## Brief
Rewrite the records below, replacing "turning-movement study" with "traffic count survey" and leaving everything else unchanged.

-- -- --

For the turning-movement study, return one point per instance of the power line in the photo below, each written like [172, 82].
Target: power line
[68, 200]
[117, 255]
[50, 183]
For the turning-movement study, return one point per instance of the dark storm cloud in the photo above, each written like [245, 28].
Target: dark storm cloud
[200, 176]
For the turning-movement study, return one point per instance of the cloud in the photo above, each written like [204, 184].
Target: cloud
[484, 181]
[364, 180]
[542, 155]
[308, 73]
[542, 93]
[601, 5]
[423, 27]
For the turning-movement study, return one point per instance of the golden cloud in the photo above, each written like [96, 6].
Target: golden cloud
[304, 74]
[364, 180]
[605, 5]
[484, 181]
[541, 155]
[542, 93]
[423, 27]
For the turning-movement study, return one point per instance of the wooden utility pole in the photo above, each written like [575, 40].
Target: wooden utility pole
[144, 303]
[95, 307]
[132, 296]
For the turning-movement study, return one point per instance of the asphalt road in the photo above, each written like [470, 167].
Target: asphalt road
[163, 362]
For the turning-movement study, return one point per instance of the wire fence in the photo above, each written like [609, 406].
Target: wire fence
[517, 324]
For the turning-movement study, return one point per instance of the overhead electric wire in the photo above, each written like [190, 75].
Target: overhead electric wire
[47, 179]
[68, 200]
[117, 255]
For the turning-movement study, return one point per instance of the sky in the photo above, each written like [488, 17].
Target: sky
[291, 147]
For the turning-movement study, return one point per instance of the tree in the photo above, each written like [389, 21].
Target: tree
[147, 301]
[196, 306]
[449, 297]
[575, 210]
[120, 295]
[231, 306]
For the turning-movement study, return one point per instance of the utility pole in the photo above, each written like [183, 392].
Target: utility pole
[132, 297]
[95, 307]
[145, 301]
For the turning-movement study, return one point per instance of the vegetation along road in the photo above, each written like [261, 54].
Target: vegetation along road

-- -- --

## Full solution
For the traffic count survey, return one point per instance of the power line in the photo below, each written like [172, 82].
Target: power line
[68, 200]
[117, 255]
[50, 183]
For the traffic count survey, return one point per instance of the dark storm cloud in the photo above, each written like [245, 28].
Target: dark storm cloud
[200, 176]
For the traffic count survey, return one point per instance of the cloud in the photo above, each written like [204, 184].
Target: cloud
[484, 181]
[364, 180]
[542, 155]
[308, 73]
[542, 93]
[601, 5]
[423, 27]
For the traffic count survey, return one point per instance of the golden cloud in the photo above, each written like [96, 6].
Target: golden cloud
[304, 74]
[364, 180]
[605, 5]
[484, 181]
[541, 155]
[542, 93]
[423, 27]
For the traffic count survey, return one point per instance of the wooden utility pole in the photo above, each written like [575, 40].
Target: wooden utility pole
[144, 303]
[95, 307]
[132, 296]
For the traffic count survey, return one point per instance of the asphalt road in the photo above, each written like [470, 167].
Target: asphalt road
[163, 362]
For the traffic count survey, return one point per instance of the wire fence in the photo above, each written like [609, 406].
Target: wire fence
[517, 324]
For the traffic count survey, return one point per instance of the overhead electric wire in the photo above, each written like [190, 75].
Target: overhead electric wire
[47, 179]
[68, 200]
[117, 255]
For the traffic count survey, return one point per instance of the sky in the photo above, each written like [488, 17].
Target: sky
[291, 147]
For the traffic count survey, return one point per instance of the tree in the photo above, each written like [389, 21].
Target: tree
[147, 301]
[196, 306]
[449, 297]
[575, 210]
[120, 295]
[231, 306]
For the traffic count survey, return one point per instance of the utility pole in the photo above, each written like [183, 392].
Target: utility pole
[132, 297]
[95, 307]
[145, 301]
For the traffic count survey, return one point per instance of the vegetation along road in the photo above, each written like [261, 54].
Target: vegetation along road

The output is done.